[[ SUPPLIED TEXT, beginning ]]
While we were investigating La Tranche-sur-Mer yesterday, Carol found a post card depicting a large cargo vessel parked on the beach at Les Sables d’Olonne, embarrassingly close to the promenade. It had apparently been driven ashore during a bad storm, we thought in early May. Largely in the hope that it would still be stranded, but also because we wanted to see Les Sables anyway, we loaded the bikes onto the car so that we could park outside the town and cycle in, and set off.
Managing with difficulty to avoid car parks with height restriction barriers that would have creamed our bikes, we got parked, picked up the cycle track and pedalled into Les Sables. Serious disappointment – no stranded large cargo vessel. What you-know-who had read as "May" had, in fact, been "March" and the recovery operation had been completed. Mon Dieu! We can’t have a large cargo vessel taking up valuable sun-worshipping beach space now, can we?
Undaunted, we poodled around Les Sables looking at the various remaining sites, none of which were as interesting as a beached large cargo vessel. Then it was back to the car, bikes back on the roof, and off to search for the Les Sables McDonalds. Not only did we find it, complete with McWiFi, but, since it was getting well into lunch time, I broke the habit of a lifetime and bought McDonalds version of food, a "Chicken Mythic" with Yankee McSauce, as well as the usual two espressos and ice cream (sundae de la saison) for you-know-who. I won’t bother again; the "Chicken Mythic" was predictably McTasteless. I won’t try again.
[[ SUPPLIED TEXT, end ]]
[[ ENTRIES SHOWN, beginning ]]
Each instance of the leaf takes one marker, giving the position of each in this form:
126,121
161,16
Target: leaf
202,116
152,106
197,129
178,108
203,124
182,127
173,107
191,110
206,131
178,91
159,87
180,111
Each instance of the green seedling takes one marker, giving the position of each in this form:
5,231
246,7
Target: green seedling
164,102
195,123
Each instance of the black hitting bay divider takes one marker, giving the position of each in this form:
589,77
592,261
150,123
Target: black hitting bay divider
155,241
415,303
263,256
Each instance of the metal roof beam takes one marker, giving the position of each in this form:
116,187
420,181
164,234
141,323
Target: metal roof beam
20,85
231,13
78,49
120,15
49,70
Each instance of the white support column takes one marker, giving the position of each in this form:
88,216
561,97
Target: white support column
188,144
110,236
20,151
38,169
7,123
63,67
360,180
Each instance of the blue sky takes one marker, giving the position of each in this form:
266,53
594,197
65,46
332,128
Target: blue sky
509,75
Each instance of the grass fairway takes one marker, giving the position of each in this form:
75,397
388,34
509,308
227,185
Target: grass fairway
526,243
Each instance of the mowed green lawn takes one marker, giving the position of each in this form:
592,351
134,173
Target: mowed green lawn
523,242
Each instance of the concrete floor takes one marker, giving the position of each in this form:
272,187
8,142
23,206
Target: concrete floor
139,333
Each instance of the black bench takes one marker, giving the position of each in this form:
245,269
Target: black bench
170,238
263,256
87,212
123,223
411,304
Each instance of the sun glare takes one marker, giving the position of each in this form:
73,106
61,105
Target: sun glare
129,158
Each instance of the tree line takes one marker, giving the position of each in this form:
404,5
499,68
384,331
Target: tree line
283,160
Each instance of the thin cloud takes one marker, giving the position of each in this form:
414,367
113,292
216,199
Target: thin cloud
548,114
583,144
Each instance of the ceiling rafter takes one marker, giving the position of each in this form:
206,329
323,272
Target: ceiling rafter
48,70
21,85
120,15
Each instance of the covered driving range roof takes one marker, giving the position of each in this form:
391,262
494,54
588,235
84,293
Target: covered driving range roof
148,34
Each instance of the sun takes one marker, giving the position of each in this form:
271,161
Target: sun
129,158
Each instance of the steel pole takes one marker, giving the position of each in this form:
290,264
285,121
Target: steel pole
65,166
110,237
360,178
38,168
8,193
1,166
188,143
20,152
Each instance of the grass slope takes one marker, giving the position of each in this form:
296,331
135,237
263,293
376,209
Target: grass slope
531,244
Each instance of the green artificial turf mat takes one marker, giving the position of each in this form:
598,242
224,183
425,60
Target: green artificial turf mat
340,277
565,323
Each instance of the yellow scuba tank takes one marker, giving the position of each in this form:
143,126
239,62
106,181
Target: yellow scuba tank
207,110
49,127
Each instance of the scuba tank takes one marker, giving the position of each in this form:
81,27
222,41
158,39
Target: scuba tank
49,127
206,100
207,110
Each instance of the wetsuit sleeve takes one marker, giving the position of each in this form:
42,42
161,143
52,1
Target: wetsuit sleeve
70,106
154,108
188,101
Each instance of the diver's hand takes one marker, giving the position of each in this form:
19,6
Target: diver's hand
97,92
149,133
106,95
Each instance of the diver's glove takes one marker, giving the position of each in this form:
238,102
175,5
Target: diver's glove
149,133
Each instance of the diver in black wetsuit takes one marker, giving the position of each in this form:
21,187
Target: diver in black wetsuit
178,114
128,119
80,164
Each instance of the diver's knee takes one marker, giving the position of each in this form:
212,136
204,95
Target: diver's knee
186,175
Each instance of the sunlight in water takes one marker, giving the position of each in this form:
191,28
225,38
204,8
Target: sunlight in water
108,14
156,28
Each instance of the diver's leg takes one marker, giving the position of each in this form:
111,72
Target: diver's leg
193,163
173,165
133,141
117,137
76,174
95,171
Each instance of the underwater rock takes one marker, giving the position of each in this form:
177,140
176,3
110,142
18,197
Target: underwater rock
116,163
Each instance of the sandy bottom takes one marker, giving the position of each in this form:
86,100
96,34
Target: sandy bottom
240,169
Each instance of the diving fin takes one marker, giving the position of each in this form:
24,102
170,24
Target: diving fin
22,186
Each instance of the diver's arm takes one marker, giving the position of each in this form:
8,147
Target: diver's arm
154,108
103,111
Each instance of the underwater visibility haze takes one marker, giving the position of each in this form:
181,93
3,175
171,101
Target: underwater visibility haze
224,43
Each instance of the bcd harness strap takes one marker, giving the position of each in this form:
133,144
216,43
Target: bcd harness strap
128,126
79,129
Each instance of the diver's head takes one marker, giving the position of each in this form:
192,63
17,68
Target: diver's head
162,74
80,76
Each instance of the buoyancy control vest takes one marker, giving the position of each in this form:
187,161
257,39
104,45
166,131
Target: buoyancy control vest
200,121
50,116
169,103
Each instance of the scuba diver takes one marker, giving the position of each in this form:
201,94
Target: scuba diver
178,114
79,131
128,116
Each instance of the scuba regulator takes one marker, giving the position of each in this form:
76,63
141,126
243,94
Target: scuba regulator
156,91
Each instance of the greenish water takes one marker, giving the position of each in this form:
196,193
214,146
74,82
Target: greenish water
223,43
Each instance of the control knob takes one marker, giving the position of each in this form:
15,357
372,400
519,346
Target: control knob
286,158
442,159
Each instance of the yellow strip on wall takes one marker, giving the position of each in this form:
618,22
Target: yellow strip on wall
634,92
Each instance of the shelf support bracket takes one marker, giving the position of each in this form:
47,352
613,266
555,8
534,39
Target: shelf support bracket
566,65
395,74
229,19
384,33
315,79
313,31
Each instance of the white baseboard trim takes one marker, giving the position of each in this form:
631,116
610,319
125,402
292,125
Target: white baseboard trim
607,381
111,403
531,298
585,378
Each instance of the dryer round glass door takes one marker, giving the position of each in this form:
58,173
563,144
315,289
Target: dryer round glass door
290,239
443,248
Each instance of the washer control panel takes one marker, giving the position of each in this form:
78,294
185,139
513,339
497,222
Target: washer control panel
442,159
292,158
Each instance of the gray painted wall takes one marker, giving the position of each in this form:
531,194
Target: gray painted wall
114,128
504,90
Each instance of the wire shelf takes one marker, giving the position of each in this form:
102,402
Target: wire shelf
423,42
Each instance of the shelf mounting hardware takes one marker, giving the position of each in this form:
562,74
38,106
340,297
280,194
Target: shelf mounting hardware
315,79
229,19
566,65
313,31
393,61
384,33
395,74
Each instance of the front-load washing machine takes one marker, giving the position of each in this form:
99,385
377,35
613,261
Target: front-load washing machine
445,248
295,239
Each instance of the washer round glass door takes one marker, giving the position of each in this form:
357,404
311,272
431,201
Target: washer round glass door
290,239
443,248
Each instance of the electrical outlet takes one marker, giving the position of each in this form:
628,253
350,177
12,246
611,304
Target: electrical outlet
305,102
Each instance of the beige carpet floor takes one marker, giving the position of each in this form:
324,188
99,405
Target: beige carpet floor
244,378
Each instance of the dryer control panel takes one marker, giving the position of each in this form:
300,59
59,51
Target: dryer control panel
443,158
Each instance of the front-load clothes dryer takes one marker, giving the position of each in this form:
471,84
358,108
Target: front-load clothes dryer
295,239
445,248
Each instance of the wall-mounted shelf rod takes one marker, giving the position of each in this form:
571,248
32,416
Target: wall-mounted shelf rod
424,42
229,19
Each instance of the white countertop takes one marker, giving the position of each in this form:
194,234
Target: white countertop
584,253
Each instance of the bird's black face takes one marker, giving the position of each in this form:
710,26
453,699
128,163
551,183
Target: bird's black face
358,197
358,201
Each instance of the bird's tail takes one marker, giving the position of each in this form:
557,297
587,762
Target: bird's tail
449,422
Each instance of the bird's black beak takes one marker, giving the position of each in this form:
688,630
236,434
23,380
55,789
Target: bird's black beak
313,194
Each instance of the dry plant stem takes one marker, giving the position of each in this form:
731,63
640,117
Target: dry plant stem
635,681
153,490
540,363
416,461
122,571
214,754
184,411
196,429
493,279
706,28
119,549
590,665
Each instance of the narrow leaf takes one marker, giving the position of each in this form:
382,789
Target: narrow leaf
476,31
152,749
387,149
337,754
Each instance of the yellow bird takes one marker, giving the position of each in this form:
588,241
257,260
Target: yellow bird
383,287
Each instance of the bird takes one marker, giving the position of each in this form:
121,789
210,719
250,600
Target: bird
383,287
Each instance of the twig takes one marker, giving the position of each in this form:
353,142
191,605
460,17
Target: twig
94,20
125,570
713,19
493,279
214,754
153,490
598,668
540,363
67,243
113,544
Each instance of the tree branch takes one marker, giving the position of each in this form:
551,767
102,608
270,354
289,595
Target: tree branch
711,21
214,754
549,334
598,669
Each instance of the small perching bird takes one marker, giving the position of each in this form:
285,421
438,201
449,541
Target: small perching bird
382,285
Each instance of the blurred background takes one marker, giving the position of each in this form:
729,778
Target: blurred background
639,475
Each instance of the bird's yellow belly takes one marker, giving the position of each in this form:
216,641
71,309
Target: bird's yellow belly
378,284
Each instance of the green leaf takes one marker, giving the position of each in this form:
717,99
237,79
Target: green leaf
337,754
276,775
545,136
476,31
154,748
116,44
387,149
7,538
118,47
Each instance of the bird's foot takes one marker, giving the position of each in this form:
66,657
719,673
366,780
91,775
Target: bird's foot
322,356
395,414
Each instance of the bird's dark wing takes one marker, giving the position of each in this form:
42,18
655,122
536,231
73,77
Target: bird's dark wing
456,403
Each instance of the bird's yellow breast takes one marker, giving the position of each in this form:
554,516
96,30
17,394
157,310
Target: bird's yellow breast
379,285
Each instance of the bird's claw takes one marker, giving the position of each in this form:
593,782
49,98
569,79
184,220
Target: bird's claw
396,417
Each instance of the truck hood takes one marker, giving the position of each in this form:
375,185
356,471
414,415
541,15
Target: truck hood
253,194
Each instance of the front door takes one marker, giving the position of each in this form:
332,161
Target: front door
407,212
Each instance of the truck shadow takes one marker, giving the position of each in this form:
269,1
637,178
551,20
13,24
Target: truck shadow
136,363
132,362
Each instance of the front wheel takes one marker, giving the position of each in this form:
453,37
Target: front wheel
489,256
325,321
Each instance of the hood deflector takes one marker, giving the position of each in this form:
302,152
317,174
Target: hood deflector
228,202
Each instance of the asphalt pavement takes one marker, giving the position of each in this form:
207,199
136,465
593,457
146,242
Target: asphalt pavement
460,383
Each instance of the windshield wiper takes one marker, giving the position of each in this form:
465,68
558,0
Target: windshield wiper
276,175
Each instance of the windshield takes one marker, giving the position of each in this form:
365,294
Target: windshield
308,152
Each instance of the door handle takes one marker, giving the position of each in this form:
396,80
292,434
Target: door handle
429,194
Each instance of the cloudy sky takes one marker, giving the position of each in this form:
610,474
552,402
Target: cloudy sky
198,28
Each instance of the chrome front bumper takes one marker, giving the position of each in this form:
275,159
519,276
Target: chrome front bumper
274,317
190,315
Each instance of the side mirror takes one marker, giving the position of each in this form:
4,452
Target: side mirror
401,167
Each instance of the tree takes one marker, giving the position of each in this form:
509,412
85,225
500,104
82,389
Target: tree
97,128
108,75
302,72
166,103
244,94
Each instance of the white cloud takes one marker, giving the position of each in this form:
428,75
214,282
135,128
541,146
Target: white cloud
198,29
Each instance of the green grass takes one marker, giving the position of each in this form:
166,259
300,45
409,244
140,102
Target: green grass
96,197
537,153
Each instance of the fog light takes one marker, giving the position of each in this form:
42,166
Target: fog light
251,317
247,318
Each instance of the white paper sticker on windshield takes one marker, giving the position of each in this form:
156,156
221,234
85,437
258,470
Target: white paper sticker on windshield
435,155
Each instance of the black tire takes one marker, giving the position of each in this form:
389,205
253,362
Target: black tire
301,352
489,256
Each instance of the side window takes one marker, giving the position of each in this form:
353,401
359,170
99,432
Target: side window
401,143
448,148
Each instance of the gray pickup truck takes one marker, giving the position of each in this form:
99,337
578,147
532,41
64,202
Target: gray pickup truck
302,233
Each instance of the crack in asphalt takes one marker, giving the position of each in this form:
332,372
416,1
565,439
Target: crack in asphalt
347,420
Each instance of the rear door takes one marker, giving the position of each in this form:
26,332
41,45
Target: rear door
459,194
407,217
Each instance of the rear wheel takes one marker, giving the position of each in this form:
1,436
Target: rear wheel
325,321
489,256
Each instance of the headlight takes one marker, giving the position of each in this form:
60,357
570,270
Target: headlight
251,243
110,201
[[ ENTRIES SHOWN, end ]]
| PROBLEMS AND TASKS |
1 – Reproduce the Les Sables d'Olonne account word for word, from "Managing with difficulty" up to and including "now, can we?".
2 – Resume the Les Sables d'Olonne account, picking up after its last sentence.
This material was drawn from a separate source.

| ANSWERS TO THIS EXERCISE |
1 –
Managing with difficulty to avoid car parks with height restriction barriers that would have creamed our bikes, we got parked, picked up the cycle track and pedalled into Les Sables. Serious disappointment – no stranded large cargo vessel. What you-know-who had read as "May" had, in fact, been "March" and the recovery operation had been completed. Mon Dieu! We can’t have a large cargo vessel taking up valuable sun-worshipping beach space now, can we?

2 –
My late afternoon/early evening was spent on a jay hunt. We had a local jay which seemed to be doing a relatively predictable round of the campsite. Part of its routine was to look for insects on a wood pile and fence opposite our pitch. I bolted on the long lens and tried to wait patiently. (Patiently, for me, means not fidgeting more than once per minute. This is why I could never be a fisherman.) My version of patience paid off in the end and the jay, relatively undaunted by my approach, posed for a photo shoot. The jay wasn’t a pristine example, having a few ruffled feathers, but the resulting bird filling the viewfinder constituted something of a victory.